Problem to work on :: Return each line of the listing below that contains the string "fabric", matching case exactly.

Material for the task ::
· · ·

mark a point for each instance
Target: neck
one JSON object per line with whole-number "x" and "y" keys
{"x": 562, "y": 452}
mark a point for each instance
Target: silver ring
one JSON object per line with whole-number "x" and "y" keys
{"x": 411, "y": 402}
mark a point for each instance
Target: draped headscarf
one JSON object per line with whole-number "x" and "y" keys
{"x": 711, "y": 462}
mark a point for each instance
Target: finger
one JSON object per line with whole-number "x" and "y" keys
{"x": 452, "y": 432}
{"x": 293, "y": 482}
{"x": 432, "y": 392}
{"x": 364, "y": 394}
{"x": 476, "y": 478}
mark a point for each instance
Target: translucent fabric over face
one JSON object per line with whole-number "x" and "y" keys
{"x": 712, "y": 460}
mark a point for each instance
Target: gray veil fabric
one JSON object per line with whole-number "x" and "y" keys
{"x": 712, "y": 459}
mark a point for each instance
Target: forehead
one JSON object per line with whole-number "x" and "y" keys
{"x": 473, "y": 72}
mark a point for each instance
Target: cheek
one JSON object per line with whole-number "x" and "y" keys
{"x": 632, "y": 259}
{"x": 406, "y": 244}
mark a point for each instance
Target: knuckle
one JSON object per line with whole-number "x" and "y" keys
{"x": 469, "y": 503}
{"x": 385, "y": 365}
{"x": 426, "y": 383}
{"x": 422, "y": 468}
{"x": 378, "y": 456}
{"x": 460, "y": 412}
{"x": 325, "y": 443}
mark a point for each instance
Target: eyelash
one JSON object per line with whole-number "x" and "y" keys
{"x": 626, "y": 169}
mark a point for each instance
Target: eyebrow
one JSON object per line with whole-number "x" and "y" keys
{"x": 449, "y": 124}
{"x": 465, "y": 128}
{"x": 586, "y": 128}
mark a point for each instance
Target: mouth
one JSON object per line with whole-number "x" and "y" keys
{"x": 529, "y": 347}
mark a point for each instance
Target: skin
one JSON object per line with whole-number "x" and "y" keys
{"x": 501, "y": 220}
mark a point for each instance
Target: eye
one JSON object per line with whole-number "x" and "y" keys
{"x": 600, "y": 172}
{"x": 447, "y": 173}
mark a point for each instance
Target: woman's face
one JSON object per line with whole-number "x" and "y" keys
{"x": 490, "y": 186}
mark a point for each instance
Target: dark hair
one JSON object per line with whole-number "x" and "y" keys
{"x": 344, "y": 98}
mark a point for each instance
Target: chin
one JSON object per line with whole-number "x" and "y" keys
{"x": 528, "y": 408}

· · ·

Written solution ::
Target: translucent fabric over face
Target: gray veil fabric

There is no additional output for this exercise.